= YOUR TASKS =
[A] Which committees, councils, commissions and government departments does the debate text name, either by title or by abbreviation?
[B] Can you extract the part of the debate text that begins at the words "Regarding the report" and stops after "and the Republic?", copying it word for word?

= READING TEXT =
╭──

I tried to explain to him in a previous Committee that that is a standard of the Joint Committee on Statutory Instruments, the body that has set out how certain things must be drafted and laid out in the explanatory memorandums. I suggest, since he has taken a huge interest in the JCSI, that the Opposition Whip might wish to volunteer the hon. Gentleman to sit on that Committee in future. “Due to have regard” is a fairly standard legal phrase that is used, in effect, where Government or a regulator must look at regulations and those regulations are what they follow. That is the intent of that phrase.
Regarding the report format, I understand the hon. Gentleman’s concerns about how it might be scrutinised and whether it will lead to reduced quality, but it is fair to say that the reports sent to the Commission at the moment are all done to accommodate the needs of the EU 28. It may be that in future it is decided that there is a simpler way of preparing the information required, and we may want a more tailored way of doing so. I know that we regularly see minor changes here and there from the Commission, where we update how we report on certain matters; this SI just leaves us the power to make similar changes.
Could the Minister set out how any changes in format would work with the Republic of Ireland, given that Northern Ireland shares a land border with another EU member state and there are some habitats that cross the land border between Northern Ireland and the Republic?
The hon. Gentleman will be aware that the Good Friday agreement requires both countries to have regard to each other, to collaborate and to co-operate, but not, even now, to be identical in every aspect, although of course EU regulations apply directly to both. However, for example, directives can allow legislation to be written somewhat differently if it achieves the same outcome.
I expect that that co-operation will continue, whether through the North South Ministerial Council or the British-Irish Council, a meeting of which I attended about 10 days ago. Lough Foyle and Carlingford Lough each have one management body, involving the north and the Republic working together, so there are already good examples of direct collaboration on different things that are needed. However, I expect that DAERA will consult on any changes to formats.

╰──

= SUPPLIED RECORDS =

╭──

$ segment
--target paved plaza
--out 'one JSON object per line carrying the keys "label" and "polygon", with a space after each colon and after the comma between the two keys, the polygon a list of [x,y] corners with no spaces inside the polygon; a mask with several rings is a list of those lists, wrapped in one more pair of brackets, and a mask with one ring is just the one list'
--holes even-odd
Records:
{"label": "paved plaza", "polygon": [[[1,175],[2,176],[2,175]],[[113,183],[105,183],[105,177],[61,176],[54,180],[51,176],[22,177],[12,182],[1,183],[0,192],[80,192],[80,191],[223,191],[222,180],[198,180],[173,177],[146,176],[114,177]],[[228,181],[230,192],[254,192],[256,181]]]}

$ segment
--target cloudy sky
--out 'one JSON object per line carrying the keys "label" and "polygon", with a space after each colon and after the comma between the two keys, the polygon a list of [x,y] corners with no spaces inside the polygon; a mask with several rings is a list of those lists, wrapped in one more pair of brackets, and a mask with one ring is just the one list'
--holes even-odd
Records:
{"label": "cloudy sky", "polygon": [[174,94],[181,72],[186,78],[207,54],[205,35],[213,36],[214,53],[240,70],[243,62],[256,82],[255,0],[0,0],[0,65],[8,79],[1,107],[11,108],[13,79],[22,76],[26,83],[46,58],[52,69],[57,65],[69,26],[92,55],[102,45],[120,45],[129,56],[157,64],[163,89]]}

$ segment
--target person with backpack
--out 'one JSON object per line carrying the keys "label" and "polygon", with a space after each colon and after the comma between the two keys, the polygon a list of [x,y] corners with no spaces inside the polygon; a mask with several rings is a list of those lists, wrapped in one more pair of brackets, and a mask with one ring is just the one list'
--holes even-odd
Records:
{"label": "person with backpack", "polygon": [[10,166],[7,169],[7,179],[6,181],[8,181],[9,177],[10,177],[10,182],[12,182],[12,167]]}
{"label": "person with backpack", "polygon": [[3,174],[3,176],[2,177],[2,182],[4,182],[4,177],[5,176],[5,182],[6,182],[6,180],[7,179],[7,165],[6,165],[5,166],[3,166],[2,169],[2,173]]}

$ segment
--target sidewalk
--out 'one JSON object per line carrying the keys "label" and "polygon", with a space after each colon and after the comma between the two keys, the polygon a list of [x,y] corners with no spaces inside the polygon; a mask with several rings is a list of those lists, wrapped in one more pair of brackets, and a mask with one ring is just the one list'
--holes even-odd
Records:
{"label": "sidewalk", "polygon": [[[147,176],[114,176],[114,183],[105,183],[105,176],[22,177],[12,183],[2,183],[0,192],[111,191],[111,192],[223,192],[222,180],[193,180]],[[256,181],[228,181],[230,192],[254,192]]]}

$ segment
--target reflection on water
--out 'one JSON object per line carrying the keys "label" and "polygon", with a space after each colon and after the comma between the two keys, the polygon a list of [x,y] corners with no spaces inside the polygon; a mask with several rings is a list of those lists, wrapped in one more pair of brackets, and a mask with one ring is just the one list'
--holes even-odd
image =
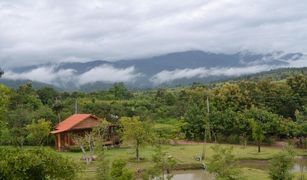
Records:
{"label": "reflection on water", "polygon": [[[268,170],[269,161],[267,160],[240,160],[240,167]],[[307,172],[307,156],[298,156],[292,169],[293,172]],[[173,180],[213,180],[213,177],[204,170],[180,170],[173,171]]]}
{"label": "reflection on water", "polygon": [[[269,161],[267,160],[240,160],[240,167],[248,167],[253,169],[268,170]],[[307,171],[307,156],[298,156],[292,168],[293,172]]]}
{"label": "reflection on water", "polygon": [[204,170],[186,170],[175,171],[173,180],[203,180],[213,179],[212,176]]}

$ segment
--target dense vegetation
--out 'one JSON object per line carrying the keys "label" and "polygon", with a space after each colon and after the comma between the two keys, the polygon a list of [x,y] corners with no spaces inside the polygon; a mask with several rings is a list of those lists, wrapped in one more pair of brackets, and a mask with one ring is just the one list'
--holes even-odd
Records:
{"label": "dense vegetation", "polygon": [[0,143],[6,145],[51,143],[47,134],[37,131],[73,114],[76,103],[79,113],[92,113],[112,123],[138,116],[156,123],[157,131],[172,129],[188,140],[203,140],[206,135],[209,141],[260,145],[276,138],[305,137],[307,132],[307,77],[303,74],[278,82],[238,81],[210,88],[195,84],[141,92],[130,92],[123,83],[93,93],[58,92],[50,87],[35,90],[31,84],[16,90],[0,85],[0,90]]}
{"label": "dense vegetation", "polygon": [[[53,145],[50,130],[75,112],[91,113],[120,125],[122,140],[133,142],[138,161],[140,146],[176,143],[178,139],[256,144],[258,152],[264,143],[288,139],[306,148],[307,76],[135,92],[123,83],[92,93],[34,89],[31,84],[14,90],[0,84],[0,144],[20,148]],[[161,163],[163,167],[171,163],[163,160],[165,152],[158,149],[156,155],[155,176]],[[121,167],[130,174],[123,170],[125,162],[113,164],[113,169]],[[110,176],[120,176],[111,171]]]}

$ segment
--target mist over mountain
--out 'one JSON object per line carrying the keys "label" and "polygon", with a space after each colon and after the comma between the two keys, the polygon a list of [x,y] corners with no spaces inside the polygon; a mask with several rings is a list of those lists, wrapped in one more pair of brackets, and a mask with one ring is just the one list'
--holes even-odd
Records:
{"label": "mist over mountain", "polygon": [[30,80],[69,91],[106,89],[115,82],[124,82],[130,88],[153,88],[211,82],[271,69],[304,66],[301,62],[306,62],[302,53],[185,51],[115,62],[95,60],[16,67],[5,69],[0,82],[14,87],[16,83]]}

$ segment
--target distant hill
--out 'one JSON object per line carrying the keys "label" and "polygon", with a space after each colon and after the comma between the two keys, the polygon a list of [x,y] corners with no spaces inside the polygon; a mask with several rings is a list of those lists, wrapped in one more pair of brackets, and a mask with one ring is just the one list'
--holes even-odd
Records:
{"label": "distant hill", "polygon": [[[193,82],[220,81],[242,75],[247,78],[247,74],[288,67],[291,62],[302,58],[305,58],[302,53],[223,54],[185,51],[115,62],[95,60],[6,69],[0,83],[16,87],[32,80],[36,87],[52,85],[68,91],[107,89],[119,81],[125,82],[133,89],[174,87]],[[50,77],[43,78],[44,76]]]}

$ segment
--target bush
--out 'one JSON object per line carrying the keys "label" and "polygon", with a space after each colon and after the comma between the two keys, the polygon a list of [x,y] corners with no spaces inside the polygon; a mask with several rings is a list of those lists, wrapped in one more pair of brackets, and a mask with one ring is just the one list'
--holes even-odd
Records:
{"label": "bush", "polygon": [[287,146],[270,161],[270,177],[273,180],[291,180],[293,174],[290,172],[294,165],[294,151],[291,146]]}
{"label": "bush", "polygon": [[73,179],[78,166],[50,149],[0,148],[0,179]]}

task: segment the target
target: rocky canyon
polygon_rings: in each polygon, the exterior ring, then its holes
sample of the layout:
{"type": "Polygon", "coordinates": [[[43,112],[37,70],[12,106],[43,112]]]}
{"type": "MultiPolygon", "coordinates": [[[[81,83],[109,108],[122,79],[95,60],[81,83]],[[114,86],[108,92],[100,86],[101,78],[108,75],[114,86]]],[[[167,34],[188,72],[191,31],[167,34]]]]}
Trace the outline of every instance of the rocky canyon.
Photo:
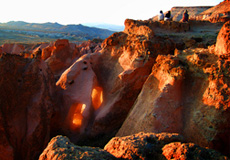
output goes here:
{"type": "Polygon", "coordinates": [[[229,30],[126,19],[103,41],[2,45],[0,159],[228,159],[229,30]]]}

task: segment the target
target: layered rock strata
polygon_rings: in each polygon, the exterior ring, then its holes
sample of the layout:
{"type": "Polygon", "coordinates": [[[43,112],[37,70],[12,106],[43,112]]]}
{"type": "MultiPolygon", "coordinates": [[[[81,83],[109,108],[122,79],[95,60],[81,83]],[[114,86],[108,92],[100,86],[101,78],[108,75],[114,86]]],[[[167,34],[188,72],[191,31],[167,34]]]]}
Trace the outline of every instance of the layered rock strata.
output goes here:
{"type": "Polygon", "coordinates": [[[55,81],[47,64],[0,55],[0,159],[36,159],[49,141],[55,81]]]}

╰──
╭──

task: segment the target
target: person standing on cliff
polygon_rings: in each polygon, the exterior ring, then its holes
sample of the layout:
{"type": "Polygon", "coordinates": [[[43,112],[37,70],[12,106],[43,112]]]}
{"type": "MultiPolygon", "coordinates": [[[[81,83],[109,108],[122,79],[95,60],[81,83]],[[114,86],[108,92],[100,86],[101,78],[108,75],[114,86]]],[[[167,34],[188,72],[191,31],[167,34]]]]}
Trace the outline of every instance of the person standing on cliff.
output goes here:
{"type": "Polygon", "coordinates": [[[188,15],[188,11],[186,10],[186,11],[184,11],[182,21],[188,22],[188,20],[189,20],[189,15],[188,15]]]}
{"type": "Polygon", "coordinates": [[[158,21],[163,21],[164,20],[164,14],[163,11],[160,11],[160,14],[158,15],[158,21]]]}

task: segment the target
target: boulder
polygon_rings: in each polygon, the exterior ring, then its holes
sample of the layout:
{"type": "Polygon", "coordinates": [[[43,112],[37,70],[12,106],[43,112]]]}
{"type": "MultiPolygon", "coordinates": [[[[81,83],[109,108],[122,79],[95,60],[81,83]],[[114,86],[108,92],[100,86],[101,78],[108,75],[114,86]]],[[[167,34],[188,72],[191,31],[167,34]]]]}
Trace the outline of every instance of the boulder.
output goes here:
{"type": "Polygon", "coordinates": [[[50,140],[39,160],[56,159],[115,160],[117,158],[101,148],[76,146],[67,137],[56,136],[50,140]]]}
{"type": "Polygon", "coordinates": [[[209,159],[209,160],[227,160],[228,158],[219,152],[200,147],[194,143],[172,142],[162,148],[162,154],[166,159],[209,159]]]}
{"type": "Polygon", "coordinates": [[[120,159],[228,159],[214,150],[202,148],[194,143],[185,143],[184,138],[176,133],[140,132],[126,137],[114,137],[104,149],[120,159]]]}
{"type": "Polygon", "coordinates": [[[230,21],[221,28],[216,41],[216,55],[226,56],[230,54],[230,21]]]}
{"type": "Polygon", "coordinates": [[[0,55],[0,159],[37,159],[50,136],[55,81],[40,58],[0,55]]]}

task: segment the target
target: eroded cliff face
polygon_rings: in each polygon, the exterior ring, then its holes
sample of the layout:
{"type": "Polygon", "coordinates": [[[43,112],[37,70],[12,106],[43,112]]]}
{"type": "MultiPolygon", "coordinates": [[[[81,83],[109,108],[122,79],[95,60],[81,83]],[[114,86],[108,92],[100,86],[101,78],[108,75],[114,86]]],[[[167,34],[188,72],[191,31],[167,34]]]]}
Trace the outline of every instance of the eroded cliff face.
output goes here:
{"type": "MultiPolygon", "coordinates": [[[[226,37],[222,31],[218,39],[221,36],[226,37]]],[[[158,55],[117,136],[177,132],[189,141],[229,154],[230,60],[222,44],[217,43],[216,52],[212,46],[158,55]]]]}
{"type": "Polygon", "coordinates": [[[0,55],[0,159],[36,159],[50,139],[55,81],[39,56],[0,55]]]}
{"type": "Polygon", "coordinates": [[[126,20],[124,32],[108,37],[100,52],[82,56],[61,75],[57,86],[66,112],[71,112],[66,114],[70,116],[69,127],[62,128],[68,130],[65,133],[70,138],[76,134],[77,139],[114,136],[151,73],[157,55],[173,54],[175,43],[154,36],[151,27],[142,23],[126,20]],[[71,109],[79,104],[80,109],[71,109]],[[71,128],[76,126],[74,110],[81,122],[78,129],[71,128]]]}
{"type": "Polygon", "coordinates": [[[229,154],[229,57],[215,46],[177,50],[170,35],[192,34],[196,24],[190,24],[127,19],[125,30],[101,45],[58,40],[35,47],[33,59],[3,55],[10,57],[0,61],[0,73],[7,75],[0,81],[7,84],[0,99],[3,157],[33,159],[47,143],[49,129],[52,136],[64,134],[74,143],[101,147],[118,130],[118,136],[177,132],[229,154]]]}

╰──
╭──

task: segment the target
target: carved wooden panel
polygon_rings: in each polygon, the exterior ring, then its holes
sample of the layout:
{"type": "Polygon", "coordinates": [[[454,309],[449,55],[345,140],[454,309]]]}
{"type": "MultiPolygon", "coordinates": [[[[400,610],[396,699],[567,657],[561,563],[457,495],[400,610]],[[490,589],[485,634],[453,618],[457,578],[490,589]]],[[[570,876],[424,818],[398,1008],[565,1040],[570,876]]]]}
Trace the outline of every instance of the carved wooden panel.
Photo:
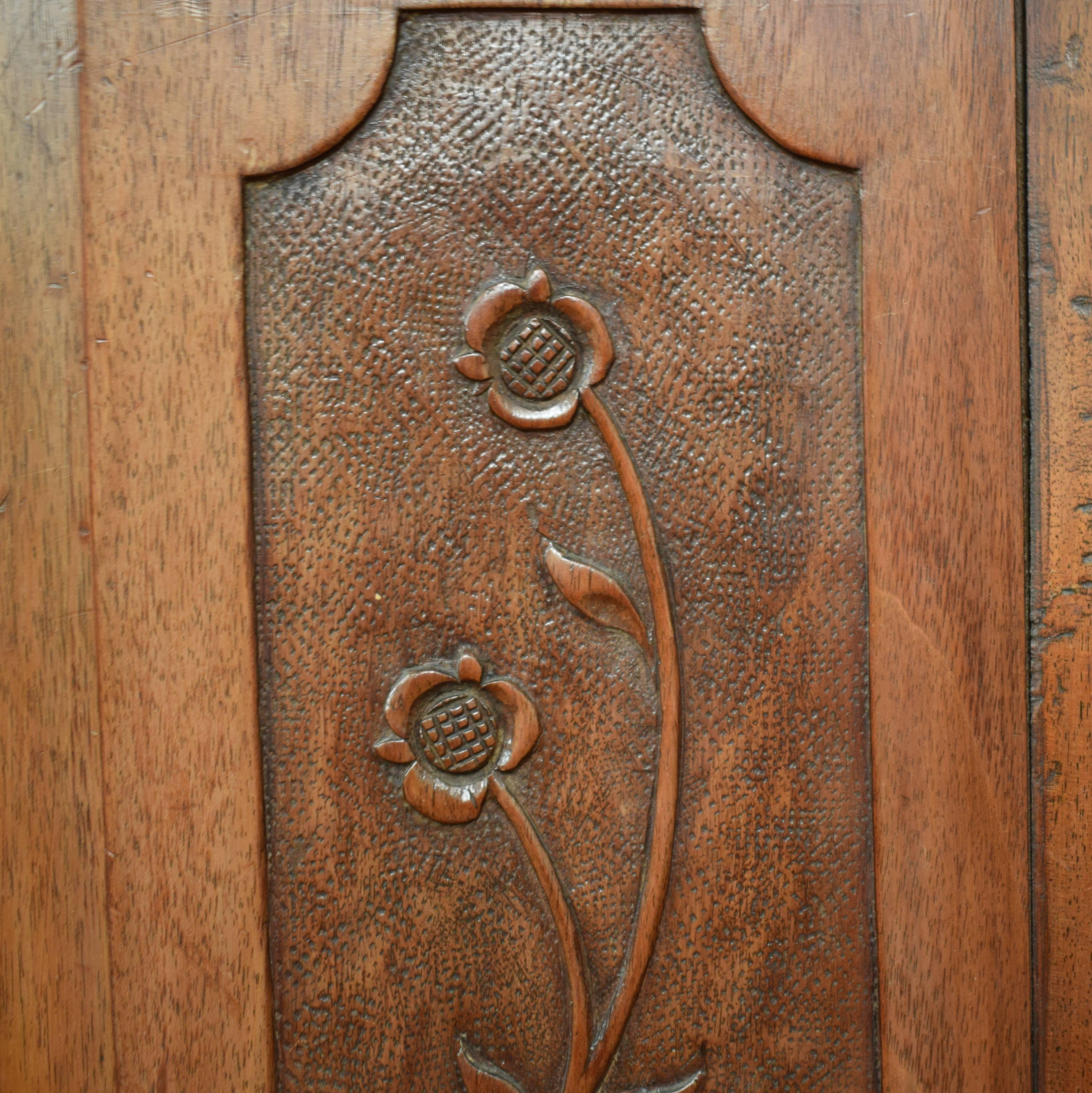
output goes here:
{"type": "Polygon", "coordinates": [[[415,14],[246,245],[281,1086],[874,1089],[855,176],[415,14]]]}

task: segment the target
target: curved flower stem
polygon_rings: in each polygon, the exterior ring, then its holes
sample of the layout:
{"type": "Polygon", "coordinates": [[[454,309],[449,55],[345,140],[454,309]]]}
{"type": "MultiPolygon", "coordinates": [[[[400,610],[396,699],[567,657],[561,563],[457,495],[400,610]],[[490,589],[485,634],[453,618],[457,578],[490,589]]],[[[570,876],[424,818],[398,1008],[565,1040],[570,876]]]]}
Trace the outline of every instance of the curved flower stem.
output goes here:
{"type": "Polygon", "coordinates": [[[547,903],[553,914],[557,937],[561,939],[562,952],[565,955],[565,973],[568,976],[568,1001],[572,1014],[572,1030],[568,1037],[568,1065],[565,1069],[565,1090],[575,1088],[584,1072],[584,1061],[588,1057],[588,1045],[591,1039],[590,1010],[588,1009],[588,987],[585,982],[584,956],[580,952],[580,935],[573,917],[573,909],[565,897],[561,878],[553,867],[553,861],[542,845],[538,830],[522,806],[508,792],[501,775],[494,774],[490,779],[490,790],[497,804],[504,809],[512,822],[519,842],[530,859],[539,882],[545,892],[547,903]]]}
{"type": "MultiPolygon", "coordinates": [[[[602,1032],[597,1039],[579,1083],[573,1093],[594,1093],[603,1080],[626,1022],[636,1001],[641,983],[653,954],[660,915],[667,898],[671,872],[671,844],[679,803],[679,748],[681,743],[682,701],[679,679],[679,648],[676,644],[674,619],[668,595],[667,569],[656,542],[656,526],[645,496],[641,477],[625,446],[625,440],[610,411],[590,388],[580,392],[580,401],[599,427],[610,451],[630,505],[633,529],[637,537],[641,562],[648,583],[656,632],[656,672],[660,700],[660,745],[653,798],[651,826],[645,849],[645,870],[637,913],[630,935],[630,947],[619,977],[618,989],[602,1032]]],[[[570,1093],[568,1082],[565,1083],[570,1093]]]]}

╰──

= RESPONSES BY TASK =
[A]
Joint Committee on Statutory Instruments (JCSI)
the Commission
North South Ministerial Council
British-Irish Council
DAERA

[B]
Regarding the report format, I understand the hon. Gentleman’s concerns about how it might be scrutinised and whether it will lead to reduced quality, but it is fair to say that the reports sent to the Commission at the moment are all done to accommodate the needs of the EU 28. It may be that in future it is decided that there is a simpler way of preparing the information required, and we may want a more tailored way of doing so. I know that we regularly see minor changes here and there from the Commission, where we update how we report on certain matters; this SI just leaves us the power to make similar changes.
Could the Minister set out how any changes in format would work with the Republic of Ireland, given that Northern Ireland shares a land border with another EU member state and there are some habitats that cross the land border between Northern Ireland and the Republic?